Set task :: Scale the answer coordinates in the rows between the line holding "Mark every instance of the price" and the end of the rows, inclusive, by 1.1, rounding each to a whole number with halves rounded up. Write out only those lines, requests included, and leave the requests and their sample coordinates unchanged.

Listed entries ::
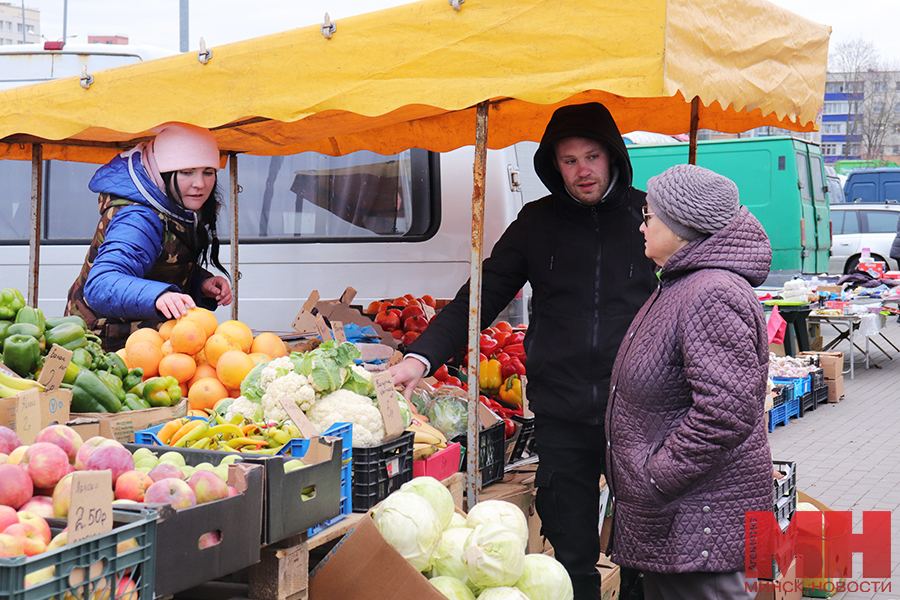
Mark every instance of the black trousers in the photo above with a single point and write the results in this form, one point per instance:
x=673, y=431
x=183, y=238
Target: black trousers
x=572, y=457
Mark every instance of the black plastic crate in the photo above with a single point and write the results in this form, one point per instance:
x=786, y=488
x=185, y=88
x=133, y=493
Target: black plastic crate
x=76, y=562
x=491, y=452
x=807, y=402
x=525, y=440
x=381, y=470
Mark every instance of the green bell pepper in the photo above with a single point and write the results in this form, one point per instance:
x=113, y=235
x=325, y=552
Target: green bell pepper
x=51, y=322
x=68, y=335
x=132, y=380
x=162, y=391
x=31, y=315
x=11, y=302
x=113, y=363
x=133, y=402
x=21, y=353
x=98, y=390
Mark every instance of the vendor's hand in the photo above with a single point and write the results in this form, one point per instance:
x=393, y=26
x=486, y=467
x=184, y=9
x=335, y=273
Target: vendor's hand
x=217, y=287
x=407, y=374
x=174, y=305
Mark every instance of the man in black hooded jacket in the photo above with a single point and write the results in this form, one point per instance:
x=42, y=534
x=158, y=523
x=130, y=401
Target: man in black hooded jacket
x=581, y=250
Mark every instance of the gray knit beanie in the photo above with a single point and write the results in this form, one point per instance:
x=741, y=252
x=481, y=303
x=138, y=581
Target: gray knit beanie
x=692, y=201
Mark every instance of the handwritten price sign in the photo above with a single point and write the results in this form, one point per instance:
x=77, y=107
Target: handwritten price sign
x=90, y=512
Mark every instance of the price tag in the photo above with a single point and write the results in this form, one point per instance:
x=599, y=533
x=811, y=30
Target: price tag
x=322, y=328
x=90, y=512
x=307, y=430
x=337, y=328
x=55, y=365
x=28, y=415
x=387, y=404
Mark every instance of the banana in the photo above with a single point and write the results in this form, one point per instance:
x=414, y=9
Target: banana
x=17, y=383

Solution to the problem ::
Mark every instance of the price tag in the photo above with a single point and write the results in this form, one point per instance:
x=599, y=533
x=811, y=30
Target: price tag
x=354, y=361
x=99, y=563
x=338, y=473
x=371, y=361
x=61, y=402
x=31, y=457
x=426, y=444
Mark every instance of the banana in the photo above with a single point and write the results in this form, one point per instance:
x=414, y=9
Target: banana
x=19, y=421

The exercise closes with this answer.